Locate the line with "Please place a point on the dark green" in the material. Copy that line and each one after it, through the last, exactly and with nothing else.

▸ **Given records**
▼

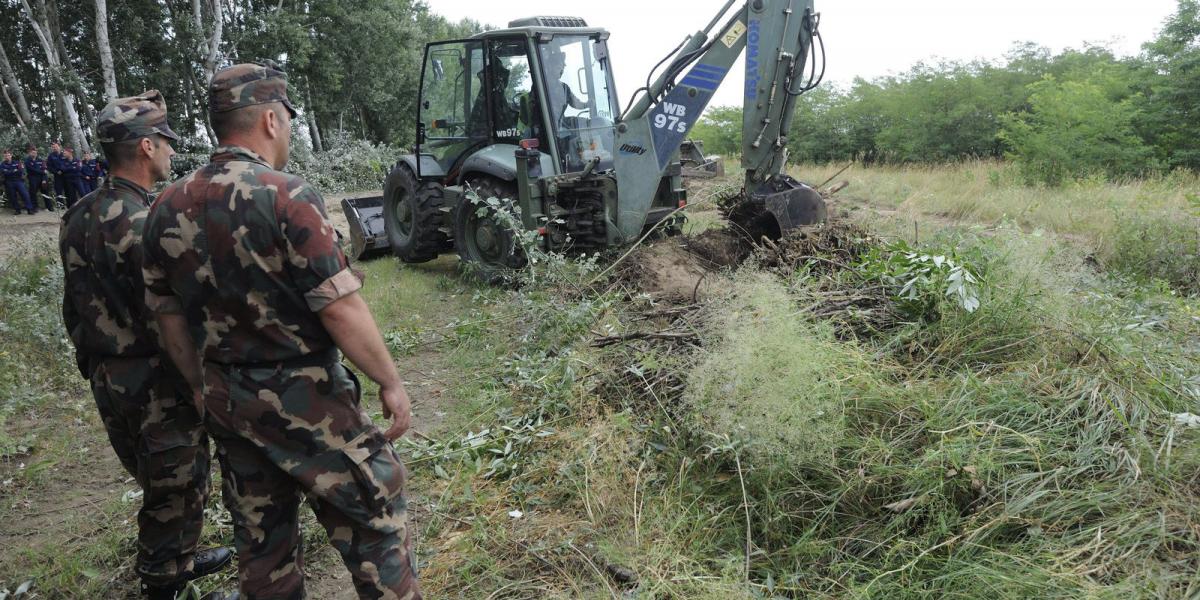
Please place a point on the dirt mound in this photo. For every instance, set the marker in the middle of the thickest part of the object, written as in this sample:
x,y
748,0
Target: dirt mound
x,y
666,270
828,246
719,247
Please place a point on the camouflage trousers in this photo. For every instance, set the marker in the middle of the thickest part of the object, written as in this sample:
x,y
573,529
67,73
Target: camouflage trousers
x,y
156,432
288,432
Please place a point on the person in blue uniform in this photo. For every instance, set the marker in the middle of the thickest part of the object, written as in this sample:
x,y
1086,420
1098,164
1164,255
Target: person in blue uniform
x,y
54,166
89,174
35,169
15,184
72,179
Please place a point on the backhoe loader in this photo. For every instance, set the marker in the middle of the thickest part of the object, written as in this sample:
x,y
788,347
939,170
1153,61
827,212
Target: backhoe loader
x,y
531,114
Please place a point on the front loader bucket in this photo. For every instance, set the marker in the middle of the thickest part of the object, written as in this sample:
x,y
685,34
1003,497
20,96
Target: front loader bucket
x,y
777,208
369,238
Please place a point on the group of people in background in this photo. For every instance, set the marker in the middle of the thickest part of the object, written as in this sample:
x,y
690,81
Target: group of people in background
x,y
58,180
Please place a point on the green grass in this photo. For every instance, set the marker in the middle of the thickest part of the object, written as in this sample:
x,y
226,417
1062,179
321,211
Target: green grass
x,y
1026,449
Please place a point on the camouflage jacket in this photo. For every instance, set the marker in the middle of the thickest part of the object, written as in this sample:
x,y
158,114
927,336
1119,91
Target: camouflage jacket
x,y
249,256
101,246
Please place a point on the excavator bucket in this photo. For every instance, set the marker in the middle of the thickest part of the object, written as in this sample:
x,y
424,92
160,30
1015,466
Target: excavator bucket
x,y
369,238
777,208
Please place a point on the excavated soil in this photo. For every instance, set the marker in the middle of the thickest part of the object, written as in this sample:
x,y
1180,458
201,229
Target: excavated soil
x,y
679,269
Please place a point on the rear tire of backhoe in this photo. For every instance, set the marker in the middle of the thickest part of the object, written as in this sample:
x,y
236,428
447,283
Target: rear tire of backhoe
x,y
414,217
487,246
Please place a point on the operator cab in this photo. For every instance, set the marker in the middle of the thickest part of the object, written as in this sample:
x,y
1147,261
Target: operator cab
x,y
545,78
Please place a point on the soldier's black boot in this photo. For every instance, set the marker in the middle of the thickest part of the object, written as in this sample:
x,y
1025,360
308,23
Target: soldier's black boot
x,y
171,592
222,595
210,561
161,592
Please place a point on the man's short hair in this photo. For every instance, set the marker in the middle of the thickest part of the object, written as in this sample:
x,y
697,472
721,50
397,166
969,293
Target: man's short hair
x,y
123,154
240,119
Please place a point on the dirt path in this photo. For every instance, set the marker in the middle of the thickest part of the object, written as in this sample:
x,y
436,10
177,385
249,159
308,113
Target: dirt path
x,y
21,232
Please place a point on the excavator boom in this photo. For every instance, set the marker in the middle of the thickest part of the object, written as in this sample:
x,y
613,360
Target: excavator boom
x,y
778,39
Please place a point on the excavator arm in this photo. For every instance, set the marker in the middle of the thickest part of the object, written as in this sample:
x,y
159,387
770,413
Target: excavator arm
x,y
778,39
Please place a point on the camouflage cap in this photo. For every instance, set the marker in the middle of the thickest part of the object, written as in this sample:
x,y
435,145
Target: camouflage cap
x,y
132,118
246,85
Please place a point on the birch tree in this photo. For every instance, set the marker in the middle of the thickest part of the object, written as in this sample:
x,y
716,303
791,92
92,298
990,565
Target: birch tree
x,y
106,52
55,64
12,93
209,46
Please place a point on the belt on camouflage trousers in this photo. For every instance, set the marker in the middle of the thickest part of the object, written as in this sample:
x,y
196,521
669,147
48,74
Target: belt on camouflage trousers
x,y
325,358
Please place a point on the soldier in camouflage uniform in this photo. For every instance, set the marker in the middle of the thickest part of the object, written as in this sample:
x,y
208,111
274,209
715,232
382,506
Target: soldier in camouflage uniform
x,y
148,409
247,258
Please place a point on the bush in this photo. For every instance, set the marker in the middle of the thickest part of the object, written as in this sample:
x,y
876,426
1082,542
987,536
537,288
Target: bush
x,y
346,166
36,358
1077,129
1161,247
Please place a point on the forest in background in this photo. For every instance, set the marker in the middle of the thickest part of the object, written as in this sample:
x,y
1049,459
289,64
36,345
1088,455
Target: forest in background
x,y
1074,114
353,67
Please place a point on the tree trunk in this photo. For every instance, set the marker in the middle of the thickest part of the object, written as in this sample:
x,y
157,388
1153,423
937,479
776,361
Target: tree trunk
x,y
209,47
54,60
106,51
11,89
15,95
310,115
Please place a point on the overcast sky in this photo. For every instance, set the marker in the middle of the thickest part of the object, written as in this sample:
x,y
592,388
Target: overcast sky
x,y
864,37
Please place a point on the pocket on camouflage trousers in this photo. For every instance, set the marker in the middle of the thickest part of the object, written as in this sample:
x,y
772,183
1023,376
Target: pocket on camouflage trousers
x,y
376,469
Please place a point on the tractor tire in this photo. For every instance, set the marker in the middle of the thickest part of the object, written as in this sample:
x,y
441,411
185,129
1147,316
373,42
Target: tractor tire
x,y
414,217
487,246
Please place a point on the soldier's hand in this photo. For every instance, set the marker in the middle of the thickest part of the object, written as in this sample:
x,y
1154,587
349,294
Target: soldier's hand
x,y
397,408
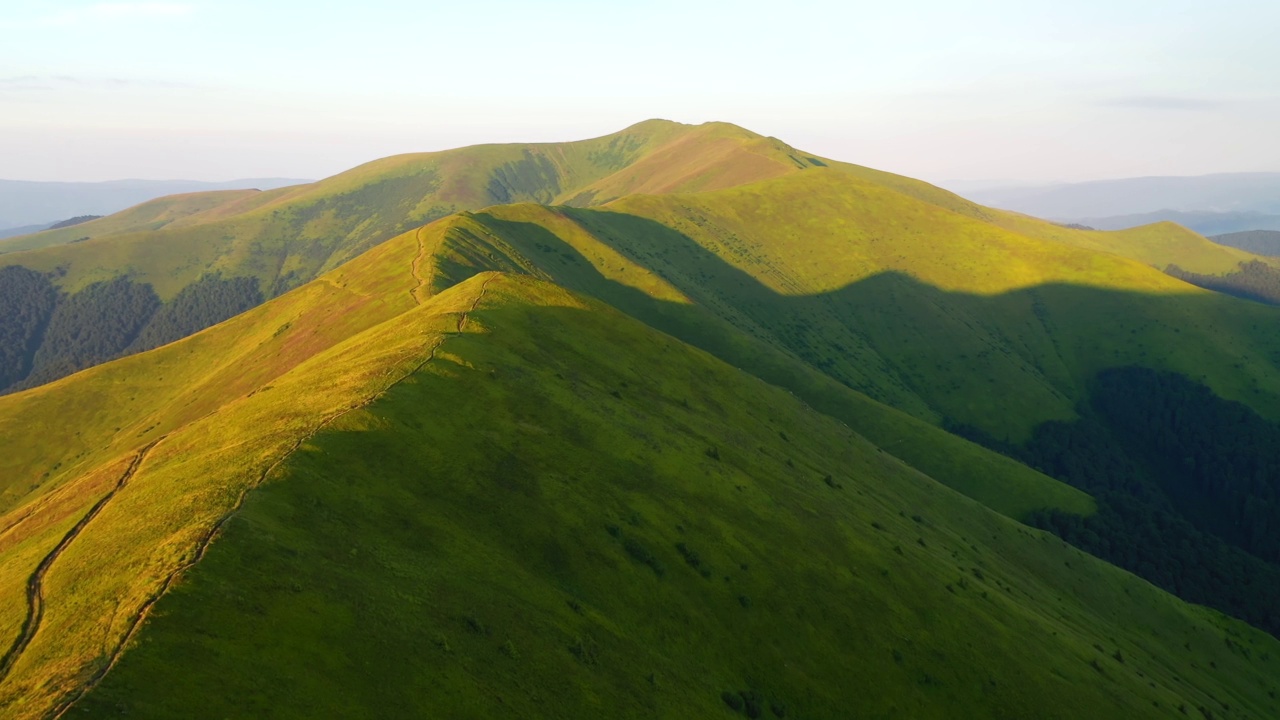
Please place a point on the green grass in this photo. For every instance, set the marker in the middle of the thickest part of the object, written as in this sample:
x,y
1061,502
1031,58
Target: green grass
x,y
845,315
508,533
929,310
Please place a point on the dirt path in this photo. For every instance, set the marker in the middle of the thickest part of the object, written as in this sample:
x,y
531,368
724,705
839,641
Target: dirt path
x,y
415,268
36,582
206,541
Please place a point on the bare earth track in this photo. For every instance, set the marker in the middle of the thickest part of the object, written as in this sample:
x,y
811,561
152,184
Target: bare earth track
x,y
36,582
206,541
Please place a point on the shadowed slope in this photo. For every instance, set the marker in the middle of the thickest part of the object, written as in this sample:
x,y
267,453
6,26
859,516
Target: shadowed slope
x,y
890,296
173,210
567,514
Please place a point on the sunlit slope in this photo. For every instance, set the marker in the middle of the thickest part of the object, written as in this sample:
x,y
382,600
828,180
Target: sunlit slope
x,y
566,514
205,417
83,560
945,317
288,236
551,244
155,214
1157,245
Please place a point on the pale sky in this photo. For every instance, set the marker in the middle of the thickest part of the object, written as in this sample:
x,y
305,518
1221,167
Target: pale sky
x,y
940,90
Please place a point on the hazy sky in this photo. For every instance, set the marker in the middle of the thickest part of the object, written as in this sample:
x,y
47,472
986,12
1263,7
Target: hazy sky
x,y
938,90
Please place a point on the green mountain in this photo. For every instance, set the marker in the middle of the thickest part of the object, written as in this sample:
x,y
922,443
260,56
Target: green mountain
x,y
670,433
225,251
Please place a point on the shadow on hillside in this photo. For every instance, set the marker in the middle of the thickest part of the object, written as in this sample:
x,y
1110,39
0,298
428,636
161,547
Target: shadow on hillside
x,y
1001,363
1009,367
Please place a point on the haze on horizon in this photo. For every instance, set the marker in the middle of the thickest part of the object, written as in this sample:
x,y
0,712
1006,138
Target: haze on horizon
x,y
1027,91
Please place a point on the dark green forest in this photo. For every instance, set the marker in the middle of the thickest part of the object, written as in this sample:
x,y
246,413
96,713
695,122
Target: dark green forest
x,y
202,304
1187,488
1253,281
46,335
27,301
91,327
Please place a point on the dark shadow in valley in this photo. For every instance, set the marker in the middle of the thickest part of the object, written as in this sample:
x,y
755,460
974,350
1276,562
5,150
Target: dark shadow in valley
x,y
1038,355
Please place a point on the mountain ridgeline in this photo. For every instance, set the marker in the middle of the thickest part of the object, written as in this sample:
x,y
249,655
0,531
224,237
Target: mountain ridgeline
x,y
50,335
677,422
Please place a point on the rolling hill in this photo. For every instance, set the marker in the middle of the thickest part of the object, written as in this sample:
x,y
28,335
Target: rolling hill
x,y
1223,192
24,203
1264,242
662,423
232,250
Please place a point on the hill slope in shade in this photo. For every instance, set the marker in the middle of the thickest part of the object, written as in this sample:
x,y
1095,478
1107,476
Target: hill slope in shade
x,y
1262,242
242,247
216,402
1221,192
24,203
231,251
396,405
941,315
645,534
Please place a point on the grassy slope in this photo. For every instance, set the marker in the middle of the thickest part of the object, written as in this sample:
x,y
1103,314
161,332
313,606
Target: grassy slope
x,y
74,437
151,215
1157,245
936,313
220,434
551,244
447,551
288,236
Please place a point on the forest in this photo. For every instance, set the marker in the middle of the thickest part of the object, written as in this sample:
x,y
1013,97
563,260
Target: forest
x,y
1187,488
1253,281
46,333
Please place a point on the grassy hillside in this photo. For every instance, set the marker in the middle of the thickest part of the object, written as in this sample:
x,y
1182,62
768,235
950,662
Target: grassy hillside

▲

▸ **Answer to this exercise**
Please place a point on the dark green forest in this photo. For every instance, set the marker in the middle of the thickest part of the object, written as in this sample:
x,y
246,413
96,713
695,122
Target: dark green forest
x,y
202,304
1187,488
1253,281
46,335
27,301
91,327
Please place a point on the dark shadow in valley in this photo. For every instance, set the marker in the middle of the thickest part of the object, written as in this sample:
x,y
755,460
974,350
1276,562
5,150
Target: dark shadow in valley
x,y
1038,355
Please place a point on the mountain ridgeline in this photo. For every instance, set the marker in the middle of the thickest part of the object, written as in this sample:
x,y
249,655
0,531
224,237
Target: mountain ridgeline
x,y
50,335
677,422
Please place a point on the rolling hill in this photo. For every instance, set the marker in the middle of the thickest part of the object, written as in this sample:
x,y
28,335
Target: rolling hill
x,y
1223,192
24,203
1264,242
662,423
232,250
Please place a point on the hill slope in shade in this photo. For every instance, set the marker in the middle of the thickest part of the object, written as in this sample:
x,y
1095,478
1107,476
Target: hill slope in shade
x,y
1262,242
242,247
216,402
1221,192
24,203
231,251
396,405
941,315
645,534
Please place a point on the grassy slope in this photo. For every instance, set the marker in the middle of the thickest part of the object, written as in this sample:
x,y
1103,314
161,332
313,606
Target: grassy slope
x,y
74,437
151,215
1157,245
936,313
220,434
551,244
447,551
288,236
Please place a point on the forest in this photo. For every instance, set the marker in the middle of the thickest part of the object, written as in this sample:
x,y
1013,97
563,260
Target: forest
x,y
1187,488
1253,281
46,333
Please place a point on the grassy hillside in this photo. For every instance, set the marker in the middle of the thickest part of the object, written as in this sample:
x,y
1182,62
768,235
950,662
Target: grassy hillside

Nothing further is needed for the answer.